QUOTED PASSAGE ▸

Rundown
2:30 - 3:45 pm |
|
Cryo-electron Microscopy Breakthroughs and Applications in 3D Biological Imaging
Speaker: Prof Ning Gao |
3:45 - 4:00 pm |
|
Coffee break |
4:00 - 5:15 pm |
|
Mathematics for Cryo-electron Microscopy
Speaker: Prof Amit Singer |
5:15 - 6:00 pm |
|
Reception |
Abstracts
Cryo-electron Microscopy Breakthroughs and Applications in 3D Biological Imaging
With breakthroughs in electron detector technology, cryo-electron microscopy (EM) is going through a revolutionary transformation, overtaking X-ray crystallography as a major tool for high-resolution 3D biological imaging, especially for molecular machines that are oscillating among multiple compositional and conformational states. In this lecture, the speaker will use a few biological applications to illustrate the development of cryo-EM over the years. Particularly, he will focus on the current limitations in the workflow of sample preparation and data processing, and discuss the needs for improving the method from sample-freezing techniques to imaging classification algorithms.
Mathematics for Cryo-electron Microscopy
Single particle cryo-EM recently joined X-ray crystallography and nuclear magnetic resonance spectroscopy as a high-resolution structural method for biological macromolecules. Furthermore, cryo-EM has the potential to analyze compositionally and conformationally heterogeneous mixtures and, consequently, can be used to determine the structures of complexes in different functional states. The 3D-structure and the possible structural variability need to be determined from many noisy two-dimensional tomographic projections, whose viewing directions and in-plane rotations are unknown. In this lecture, the speaker will give an overview of the computational challenges in cryo-EM analysis and how he and others are trying to face them, focusing on 3D ab-initio modelling and the heterogeneity problem of determining structural variability.

YOUR ASSIGNMENT ▸
Please answer these questions about the event program:
1. What is scheduled from 3:45 to 4:00 pm?
2. Who is the speaker for "Mathematics for Cryo-electron Microscopy"?
3. In which technology have breakthroughs driven the cryo-EM transformation described in the first abstract?
The entries have no connection to the event program above.

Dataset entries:
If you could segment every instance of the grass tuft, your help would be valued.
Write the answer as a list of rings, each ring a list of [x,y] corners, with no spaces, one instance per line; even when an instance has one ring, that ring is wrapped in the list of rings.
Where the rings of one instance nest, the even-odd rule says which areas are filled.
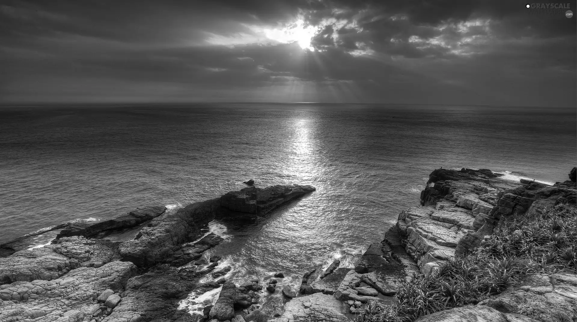
[[[567,204],[513,218],[465,257],[417,276],[387,306],[371,302],[355,322],[412,322],[428,314],[476,304],[527,275],[577,273],[577,211]]]

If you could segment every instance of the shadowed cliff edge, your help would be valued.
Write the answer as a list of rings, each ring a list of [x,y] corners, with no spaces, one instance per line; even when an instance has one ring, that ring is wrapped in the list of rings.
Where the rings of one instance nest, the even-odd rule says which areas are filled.
[[[421,205],[402,211],[384,239],[370,245],[354,267],[339,260],[324,269],[311,267],[298,292],[276,289],[283,272],[266,283],[254,276],[238,286],[220,277],[228,272],[216,269],[220,259],[203,254],[223,238],[203,230],[215,219],[265,216],[314,191],[310,186],[250,187],[177,211],[145,207],[110,220],[63,224],[39,233],[55,236],[44,247],[28,249],[33,235],[0,246],[0,320],[577,321],[575,171],[570,180],[551,186],[514,182],[487,169],[436,170]],[[131,240],[111,240],[134,227]],[[529,250],[516,247],[531,234],[538,236],[535,245]],[[542,261],[518,259],[531,249]],[[482,252],[508,257],[485,260]],[[483,276],[488,263],[500,282],[479,284],[489,280]],[[461,264],[464,275],[455,272]],[[445,282],[447,274],[464,276],[462,282]],[[202,282],[207,276],[213,281]],[[474,297],[457,294],[475,281],[480,286]],[[435,283],[441,283],[438,291],[415,295]],[[190,294],[214,292],[218,297],[197,314],[179,307]],[[282,310],[261,309],[260,299],[275,292],[284,299]]]

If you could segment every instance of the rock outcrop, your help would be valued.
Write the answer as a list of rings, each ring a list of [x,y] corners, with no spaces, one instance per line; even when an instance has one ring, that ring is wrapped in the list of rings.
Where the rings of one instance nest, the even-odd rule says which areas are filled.
[[[314,190],[297,185],[250,189],[256,192],[258,215]],[[166,212],[163,207],[138,208],[113,219],[44,230],[55,240],[43,247],[28,249],[37,234],[4,244],[0,249],[0,320],[198,321],[198,316],[178,309],[180,301],[191,293],[203,294],[224,283],[222,299],[205,310],[204,318],[242,322],[243,316],[234,312],[250,308],[246,321],[260,321],[263,313],[253,305],[259,298],[256,292],[263,288],[258,280],[243,287],[225,283],[222,277],[200,282],[207,275],[216,278],[230,269],[213,274],[220,257],[203,256],[223,239],[214,234],[203,235],[201,229],[215,219],[234,219],[239,214],[223,204],[216,198],[175,212]],[[133,240],[103,239],[138,225],[145,227]],[[197,259],[203,263],[187,265]],[[287,298],[295,295],[289,289],[283,292]],[[227,297],[230,301],[224,303]]]
[[[67,321],[90,321],[107,312],[107,308],[97,299],[99,295],[107,289],[122,292],[136,274],[132,263],[114,261],[98,268],[77,268],[52,280],[2,285],[0,321],[64,321],[61,316],[69,317]]]
[[[490,170],[438,169],[421,194],[422,205],[399,215],[402,244],[422,273],[455,256],[460,241],[485,223],[505,189],[520,186]]]
[[[279,205],[314,190],[311,186],[297,185],[272,186],[265,189],[246,188],[223,196],[221,205],[233,212],[227,217],[253,218],[264,216]]]
[[[56,238],[70,236],[93,237],[98,235],[105,235],[111,230],[130,228],[140,224],[158,217],[165,211],[166,207],[164,206],[137,208],[136,210],[131,211],[124,216],[107,220],[72,223],[62,229]]]
[[[314,293],[293,298],[286,304],[284,312],[276,321],[346,322],[348,320],[347,309],[343,302],[332,295]]]

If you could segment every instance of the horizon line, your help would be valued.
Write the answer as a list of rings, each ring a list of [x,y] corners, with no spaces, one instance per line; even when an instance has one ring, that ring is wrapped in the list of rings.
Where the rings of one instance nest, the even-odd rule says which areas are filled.
[[[215,101],[215,102],[0,102],[1,107],[41,107],[54,105],[70,106],[73,104],[87,104],[87,105],[121,105],[121,106],[150,106],[157,104],[174,104],[185,105],[189,104],[339,104],[339,105],[423,105],[428,106],[475,106],[475,107],[542,107],[542,108],[575,108],[577,105],[574,106],[525,106],[525,105],[492,105],[484,104],[443,104],[443,103],[351,103],[351,102],[235,102],[235,101]]]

YOUR RESPONSE ▸
1. A coffee break
2. Prof Amit Singer
3. Electron detector technology